◆ Отрывок интервью
━━━━━━━━━━━━━━━━━━━━
ПРЕСЛЕДОВАТЕЛЬ Армен Джигарханян
Добиралась к нему, в его театр, на метро.
В кабинете – фотография, где он и Фил.
В жизни он такой же, как на экране, – серьезный, печальный, с искорками смеха в глазах. Обаятельный.
* * *
– Вы на метро ездите?
– Езжу.
– С каким чувством смотрите на указатель в метро: Театр Армена Джигарханяна?
– Никаких чувств.
– Ни радости, ни гордости?
– Театр – по-настоящему такая бездна, особенно если ты должен отвечать! Для легких чувств места нет.
– Вы говорите про себя, что вы клоун. А что значит быть клоуном?
– Это значит найти определенную интонацию, определенное отношение к жизни, способ говорить правду. Назидательность, в моем представлении, не подходит искусству. Сказать с важным видом: жизнь прожить – не поле перейти… это ерунда. Так же как, скажем, социальные мотивы. Это другая область. А то, чем занимается искусство, – раз, и схватить за нос.
– Эмоцией?
– Желательно эмоцией. Своей. И вызвать эмоцию у другого. Сомерсет Моэм сказал, что искусство – это половой акт со всеми вытекающими отсюда последствиями. И я повторяю за великим Моэмом, что он прав.
– Я клоун, я шут – в театре. А в жизни тоже?
– Это не наше с вами дело. Какой я в жизни, я не знаю. И кто это сделал, я не знаю. Не хочу знать. Совсем меня не интересует.
– Не интересует, кто сделал человека?
– Абсолютно.
– Вы играли в спектакле «Трамвай “Желание”». Там был человек. Вы играли Сенеку в спектакле «Театр времен Нерона и Сенеки». Играли Сократа. Звездные ваши роли. Они вас интересуют?
– Интересуют. Я играл человека. Но не знак. Что, мол, это великий философ… Или актер… Мы сейчас выпустили «Гедду Габлер». Я еще раз прикоснулся к великой драматургии. Удивляться особо нечему – над Ибсеном стоит Чехов. Это две величины – Шекспир и Чехов. Все остальные родились оттуда, из них. Мы с вами знаем, что есть тридцать два сюжета и восемь или десять типов человеческих. Но как они поступают в тех или иных обстоятельствах – вот где бездна.
– Я зайду с другого бока. Я слышала историю о том, как началась ваша любовь с женой Татьяной, будто когда вы встретили свою будущую жену, то не вы, а она была инициатором…
– Это неправда.
━━━━━━━━━━━━━━━━━━━━
◆ Задание
Каких двух драматургов Армен Джигарханян в этом интервью называет двумя величинами, из которых родились все остальные?

◆ Приложенный список
━━━━━━━━━━━━━━━━━━━━
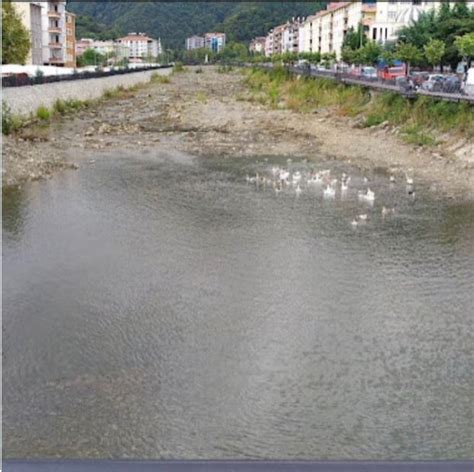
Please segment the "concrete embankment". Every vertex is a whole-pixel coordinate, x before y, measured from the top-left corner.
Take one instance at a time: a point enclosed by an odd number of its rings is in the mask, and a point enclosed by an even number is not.
[[[156,69],[130,74],[82,79],[25,87],[3,89],[3,100],[14,115],[35,113],[40,106],[51,108],[56,100],[93,100],[101,97],[107,90],[117,87],[132,87],[149,82],[152,74],[168,75],[170,69]]]

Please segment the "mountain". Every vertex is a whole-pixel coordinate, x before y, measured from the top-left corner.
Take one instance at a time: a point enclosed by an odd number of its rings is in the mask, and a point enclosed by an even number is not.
━━━━━━━━━━━━━━━━━━━━
◆ Правильный ответ
Шекспира и Чехова.